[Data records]
◆ ◆ ◆ ◆ ◆

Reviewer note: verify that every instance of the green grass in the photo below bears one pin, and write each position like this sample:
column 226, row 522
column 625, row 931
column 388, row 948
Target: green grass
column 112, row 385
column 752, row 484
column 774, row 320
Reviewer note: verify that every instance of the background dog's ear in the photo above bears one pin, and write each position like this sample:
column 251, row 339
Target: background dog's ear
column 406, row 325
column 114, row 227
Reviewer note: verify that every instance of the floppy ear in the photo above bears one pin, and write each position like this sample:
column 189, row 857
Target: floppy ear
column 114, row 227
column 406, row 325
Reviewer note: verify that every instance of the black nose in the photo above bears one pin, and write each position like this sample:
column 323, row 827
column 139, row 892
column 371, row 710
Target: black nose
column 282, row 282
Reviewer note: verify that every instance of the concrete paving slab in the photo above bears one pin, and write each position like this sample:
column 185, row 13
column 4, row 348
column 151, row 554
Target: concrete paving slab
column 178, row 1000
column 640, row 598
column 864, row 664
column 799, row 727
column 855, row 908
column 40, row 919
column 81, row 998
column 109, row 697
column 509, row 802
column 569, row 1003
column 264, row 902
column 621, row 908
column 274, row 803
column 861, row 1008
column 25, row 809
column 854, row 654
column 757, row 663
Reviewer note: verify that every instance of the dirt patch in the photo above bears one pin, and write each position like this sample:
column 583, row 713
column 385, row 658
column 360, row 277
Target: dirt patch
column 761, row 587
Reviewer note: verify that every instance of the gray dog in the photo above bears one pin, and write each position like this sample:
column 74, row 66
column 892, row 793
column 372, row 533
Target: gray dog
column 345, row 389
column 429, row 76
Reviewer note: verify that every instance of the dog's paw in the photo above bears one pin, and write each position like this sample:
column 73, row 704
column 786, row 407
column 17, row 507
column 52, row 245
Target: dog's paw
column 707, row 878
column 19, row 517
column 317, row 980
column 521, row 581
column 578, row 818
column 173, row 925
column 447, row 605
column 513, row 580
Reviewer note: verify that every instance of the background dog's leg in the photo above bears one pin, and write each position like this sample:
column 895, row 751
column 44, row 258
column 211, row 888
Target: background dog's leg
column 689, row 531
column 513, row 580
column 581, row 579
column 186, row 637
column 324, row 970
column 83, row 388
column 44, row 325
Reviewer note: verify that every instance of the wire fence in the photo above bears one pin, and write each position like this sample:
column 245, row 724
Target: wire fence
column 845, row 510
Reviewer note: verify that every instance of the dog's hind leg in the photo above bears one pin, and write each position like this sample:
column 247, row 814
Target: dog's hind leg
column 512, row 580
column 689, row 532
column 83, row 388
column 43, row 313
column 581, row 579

◆ ◆ ◆ ◆ ◆

Could you write out all of the records above again, swapping "Reviewer note" for "Annotator note" everywhere and changing nothing else?

Annotator note: verify that every instance of the green grass in the photo below bears one pin, and write each position like this sample:
column 226, row 522
column 625, row 931
column 388, row 948
Target: green grass
column 112, row 385
column 752, row 484
column 774, row 320
Annotator note: verify that every instance of the background dog's ear in the photo above bears one pin, and write each position like this sample:
column 251, row 339
Target: background dog's ear
column 406, row 325
column 114, row 227
Annotator note: verify that every instance of the floppy ear in the photo above bears one pin, and write each position like this sample:
column 189, row 857
Target: floppy ear
column 114, row 227
column 406, row 325
Annotator note: verify that every instance of the black nose in the photo above bears one pin, and write each position like this sample:
column 323, row 827
column 139, row 892
column 371, row 710
Target: black nose
column 282, row 282
Annotator note: verify that every instance of the concrete paving slab in the photo above bears one pin, and write each position like this sample:
column 185, row 13
column 4, row 348
column 151, row 554
Target: concrete paving slab
column 178, row 1000
column 640, row 598
column 864, row 664
column 799, row 727
column 855, row 908
column 40, row 919
column 81, row 998
column 109, row 697
column 509, row 802
column 569, row 1003
column 264, row 902
column 621, row 908
column 274, row 803
column 861, row 1008
column 25, row 809
column 854, row 654
column 757, row 663
Annotator note: verify that every instance of the dirt patch in the photo above bears one pin, and write each position like this sample:
column 583, row 713
column 385, row 658
column 360, row 277
Target: dirt patch
column 761, row 587
Annotator note: verify that every instance of the gray dog in the photo above bears one pin, and write each position like this sample:
column 74, row 66
column 892, row 793
column 372, row 533
Target: gray dog
column 345, row 389
column 429, row 76
Annotator note: verify that every instance of the dog's paw in the photo above bears one pin, and write each position like this sample:
column 73, row 704
column 786, row 407
column 17, row 507
column 52, row 245
Target: dog's paw
column 707, row 878
column 19, row 517
column 317, row 980
column 521, row 581
column 578, row 818
column 173, row 925
column 447, row 605
column 513, row 580
Annotator note: verify that every instance of the background dog's leg in the photo above bears one pin, and write each position like this sample:
column 895, row 751
column 44, row 258
column 211, row 888
Target: background dog's leg
column 689, row 531
column 513, row 580
column 581, row 579
column 186, row 637
column 324, row 970
column 83, row 388
column 44, row 325
Annotator note: verify that every instance of the wire fence in the photo above bears one pin, and write each position like this sample:
column 245, row 724
Target: wire fence
column 845, row 510
Annotator note: verify that every instance of the dog's hind leg in the photo above bears one pin, and write each position like this sample:
column 247, row 814
Target: dog's hind leg
column 512, row 580
column 689, row 532
column 83, row 388
column 43, row 313
column 581, row 579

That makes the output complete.